─── Text segment ───

[PATCH] kgdboc: Be a bit more robust about handling earlycon leaving

From: Douglas Anderson
Date: Thu Apr 30 2020 - 12:59:40 EST


The original implementation of kgdboc_earlycon included a comment
about how it was impossible to get notified about the boot console
going away without making changes to the Linux core. Since folks
often don't want to change the Linux core for kgdb's purposes, the
kgdboc_earlycon implementation did a bit of polling to figure out when
the boot console went away.

It turns out, though, that it is possible to get notified about the
boot console going away. The solution is either clever or a hack
depending on your viewpoint. ...or, perhaps, a clever hack. All we
need to do is head-patch the "exit" routine of the boot console. We
know that "struct console" must be writable because it has a "next"
pointer in it, so we can just put our own exit routine in, do our
stuff, and then call back to the original.

This works great to get notified about the boot console going away.
The (slight) problem is that in the context of the boot console's exit
routine we can't call tty_find_polling_driver(). We solve this by
kicking off some work on the system_wq when we get notified and this
works pretty well.

This is all still not perfect but seems as good you'll be able to do
without more intrusive changes to the Linux core. It feels like the
window where the debugger isn't available should be tiny on all
systems now, even those systems that manage to init their tty earlier.

Signed-off-by: Douglas Anderson <dianders@xxxxxxxxxxxx>
---
This is based upon Daniel's recent patch [1] which is, in turn, based
on my recent series [2]. In theory this patch could be folded into
the patches of the original series, but presumably it will be less
churn / spamming of people to just treat it as a patch atop. I wish I
had thought of this trick earlier, but I suppose these kinds of things
only occur to people at 4 am in bed when they can't sleep.

[1] https://lore.kernel.org/r/20200430161741.1832050-1-daniel.thompson@xxxxxxxxxx
[2] https://lore.kernel.org/r/20200428211351.85055-1-dianders@xxxxxxxxxxxx

drivers/tty/serial/kgdboc.c | 112 ++++++++++++++++++++++++++----------
1 file changed, 81 insertions(+), 31 deletions(-)

diff --git a/drivers/tty/serial/kgdboc.c b/drivers/tty/serial/kgdboc.c
index 596213272ec3..4bef5e8ab991 100644
--- a/drivers/tty/serial/kgdboc.c
+++ b/drivers/tty/serial/kgdboc.c
@@ -22,6 +22,7 @@
#include <linux/module.h>
#include <linux/platform_device.h>
#include <linux/serial_core.h>
+#include <linux/workqueue.h>

#define MAX_CONFIG_LEN 40

@@ -46,6 +47,7 @@ static struct platform_device *kgdboc_pdev;
#ifdef CONFIG_KGDB_SERIAL_CONSOLE
static struct kgdb_io kgdboc_earlycon_io_ops;
struct console *earlycon;
+int (*earlycon_orig_exit)(struct console *con);
#else /* ! CONFIG_KGDB_SERIAL_CONSOLE */
#define earlycon NULL
#endif /* ! CONFIG_KGDB_SERIAL_CONSOLE */
@@ -161,20 +163,9 @@ static bool is_earlycon_still_valid(void)

───

- [Objectives]
A - In the kgdboc patch, what is done when notice arrives that the boot console is going away, given that tty_find_polling_driver() cannot be called in the exit routine?
B - Reproduce verbatim the passage of the kgdboc patch that begins at the words "[PATCH] kgdboc: Be" and ends after the words "console went away.".

─── Data block ───

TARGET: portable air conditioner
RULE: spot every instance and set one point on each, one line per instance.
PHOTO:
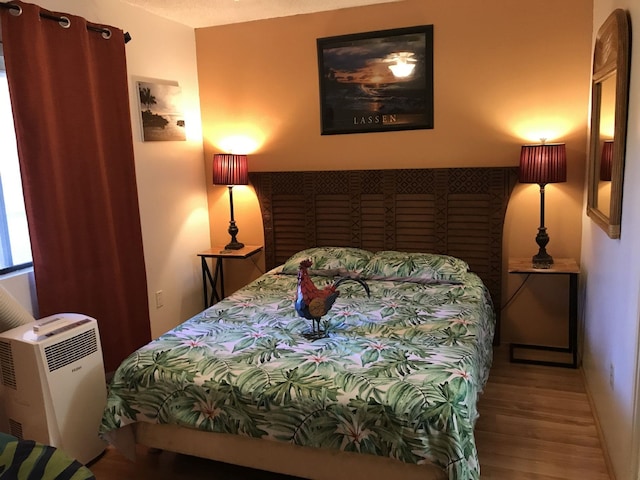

───

- [Task-by-task results]
A - Some work is kicked off on the system_wq.

B -
[PATCH] kgdboc: Be a bit more robust about handling earlycon leaving

From: Douglas Anderson
Date: Thu Apr 30 2020 - 12:59:40 EST


The original implementation of kgdboc_earlycon included a comment
about how it was impossible to get notified about the boot console
going away without making changes to the Linux core. Since folks
often don't want to change the Linux core for kgdb's purposes, the
kgdboc_earlycon implementation did a bit of polling to figure out when
the boot console went away.